## Start

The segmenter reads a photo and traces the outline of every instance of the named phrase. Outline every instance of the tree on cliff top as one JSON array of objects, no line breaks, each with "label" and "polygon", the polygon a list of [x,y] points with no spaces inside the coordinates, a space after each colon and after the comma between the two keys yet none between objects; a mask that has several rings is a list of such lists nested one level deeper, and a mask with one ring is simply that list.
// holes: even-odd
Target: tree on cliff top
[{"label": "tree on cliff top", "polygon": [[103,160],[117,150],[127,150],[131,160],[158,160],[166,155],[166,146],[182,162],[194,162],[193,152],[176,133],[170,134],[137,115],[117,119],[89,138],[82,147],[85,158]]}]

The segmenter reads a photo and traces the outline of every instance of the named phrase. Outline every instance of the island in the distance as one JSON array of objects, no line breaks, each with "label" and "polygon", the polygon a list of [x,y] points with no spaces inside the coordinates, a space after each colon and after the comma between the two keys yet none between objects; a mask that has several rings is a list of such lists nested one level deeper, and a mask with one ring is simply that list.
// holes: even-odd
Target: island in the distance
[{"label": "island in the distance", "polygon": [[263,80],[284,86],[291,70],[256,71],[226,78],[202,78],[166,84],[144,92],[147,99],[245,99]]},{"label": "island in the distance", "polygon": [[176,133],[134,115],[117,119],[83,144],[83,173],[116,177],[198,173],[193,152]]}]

## End

> Goal:
Output each record precisely as given.

> Result for this task:
The segmenter reads a photo and traces the outline of every instance of the named phrase. Outline every instance of the tree on cliff top as one JSON array of objects, no line breaks, each with "label" and "polygon", the polygon a list of [x,y] points with no spaces inside the coordinates, a space after each colon and after the comma between the two keys yet none between objects; a mask that has several rings is a list of such lists nested one level deeper, and a mask with one ring is simply that list.
// holes: even-odd
Target: tree on cliff top
[{"label": "tree on cliff top", "polygon": [[103,160],[117,150],[127,150],[131,160],[158,160],[166,155],[166,146],[182,162],[194,162],[193,152],[176,133],[170,134],[137,115],[117,119],[89,138],[82,147],[85,158]]}]

The segmenter reads a photo and traces the outline of every instance of the named phrase. Outline every instance of the island in the distance as one JSON array of objects, no line breaks, each with "label" and "polygon", the polygon a list of [x,y] points with no spaces inside the coordinates, a space after each colon and after the comma between the two keys yet none between objects; a mask that has several rings is a list of such lists nested one level deeper, and a mask with one ring is simply that list.
// holes: even-odd
Target: island in the distance
[{"label": "island in the distance", "polygon": [[263,80],[284,86],[291,70],[256,71],[226,78],[202,78],[166,84],[144,92],[147,99],[245,99]]},{"label": "island in the distance", "polygon": [[176,133],[134,115],[117,119],[83,144],[83,173],[116,177],[198,173],[193,152]]}]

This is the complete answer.